Rather than digging into the necessary and fascinating history surrounding Every Fire You Tend right off the bat, it’s perhaps more important to lead with this: Every Fire You Tend is an astonishing work of art.
An experimental piece of storytelling that blends fact and fiction, history and folklore, religious parables and superstitions, to create a narrative that takes the reader stiffly by the hand and guides them, running, through tales both sweeping and intimate which, by the end of it all, will have you ultimately changed.
This is a book that has a lot to teach; and it goes about it with astonishing poetic and lyrical wordplay (Nicholas Glastonbury is an infinitely gifted and dedicated translator). Arriving late in 2019, this book should not be overlooked as one of the finest novels in translation of the whole year.
Every Fire You Tend
Sema Kaygusuz is one of the most vital voices in the Turkish literary scene; a daring and bold writer in a nation that, historically, has not enjoyed daring and bold moves by its people.
Case in point, the topic of Every Fire You Tend. This book traces the very real – though very much scrubbed from the Turkish history books – cultural genocide of a group of Alevi Kurds who lived in a relatively isolated community in the Taurus Mountains known as Dersim.

Stored records —
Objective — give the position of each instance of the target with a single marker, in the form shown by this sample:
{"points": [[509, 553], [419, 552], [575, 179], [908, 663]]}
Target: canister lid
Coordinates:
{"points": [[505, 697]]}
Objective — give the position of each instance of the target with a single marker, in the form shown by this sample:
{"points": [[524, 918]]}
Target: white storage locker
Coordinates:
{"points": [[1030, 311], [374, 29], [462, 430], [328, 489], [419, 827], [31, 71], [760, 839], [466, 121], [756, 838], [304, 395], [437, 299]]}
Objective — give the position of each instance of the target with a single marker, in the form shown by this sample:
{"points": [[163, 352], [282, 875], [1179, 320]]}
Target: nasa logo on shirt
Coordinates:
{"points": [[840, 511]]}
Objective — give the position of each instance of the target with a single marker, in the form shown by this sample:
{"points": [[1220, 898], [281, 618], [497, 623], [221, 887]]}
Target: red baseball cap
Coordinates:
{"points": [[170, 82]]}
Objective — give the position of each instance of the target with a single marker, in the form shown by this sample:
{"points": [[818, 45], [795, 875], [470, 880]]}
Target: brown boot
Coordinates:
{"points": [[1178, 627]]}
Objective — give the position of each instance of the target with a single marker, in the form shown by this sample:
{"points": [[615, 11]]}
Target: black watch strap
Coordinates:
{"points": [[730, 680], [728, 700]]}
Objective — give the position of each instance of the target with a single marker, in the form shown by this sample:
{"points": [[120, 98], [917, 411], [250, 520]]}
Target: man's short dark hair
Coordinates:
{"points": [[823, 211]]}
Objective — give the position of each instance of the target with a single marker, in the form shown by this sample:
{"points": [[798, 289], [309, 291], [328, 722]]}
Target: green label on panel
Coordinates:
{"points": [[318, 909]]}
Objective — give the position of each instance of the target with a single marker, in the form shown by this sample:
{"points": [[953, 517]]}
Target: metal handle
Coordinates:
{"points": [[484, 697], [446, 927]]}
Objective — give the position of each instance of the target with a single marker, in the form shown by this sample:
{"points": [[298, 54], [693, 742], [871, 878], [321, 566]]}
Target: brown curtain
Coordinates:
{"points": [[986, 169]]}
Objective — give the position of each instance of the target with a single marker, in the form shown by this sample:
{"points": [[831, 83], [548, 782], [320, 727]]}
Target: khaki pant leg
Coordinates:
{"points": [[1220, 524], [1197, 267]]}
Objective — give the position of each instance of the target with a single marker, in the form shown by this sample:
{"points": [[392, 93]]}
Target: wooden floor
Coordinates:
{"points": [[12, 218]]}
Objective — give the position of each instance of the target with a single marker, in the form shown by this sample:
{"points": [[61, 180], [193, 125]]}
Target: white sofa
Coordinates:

Aim — Write out the review of Every Fire You Tend above again, word for word, from its first sentence to its last.

Finished task —
Rather than digging into the necessary and fascinating history surrounding Every Fire You Tend right off the bat, it’s perhaps more important to lead with this: Every Fire You Tend is an astonishing work of art.
An experimental piece of storytelling that blends fact and fiction, history and folklore, religious parables and superstitions, to create a narrative that takes the reader stiffly by the hand and guides them, running, through tales both sweeping and intimate which, by the end of it all, will have you ultimately changed.
This is a book that has a lot to teach; and it goes about it with astonishing poetic and lyrical wordplay (Nicholas Glastonbury is an infinitely gifted and dedicated translator). Arriving late in 2019, this book should not be overlooked as one of the finest novels in translation of the whole year.
Every Fire You Tend
Sema Kaygusuz is one of the most vital voices in the Turkish literary scene; a daring and bold writer in a nation that, historically, has not enjoyed daring and bold moves by its people.
Case in point, the topic of Every Fire You Tend. This book traces the very real – though very much scrubbed from the Turkish history books – cultural genocide of a group of Alevi Kurds who lived in a relatively isolated community in the Taurus Mountains known as Dersim.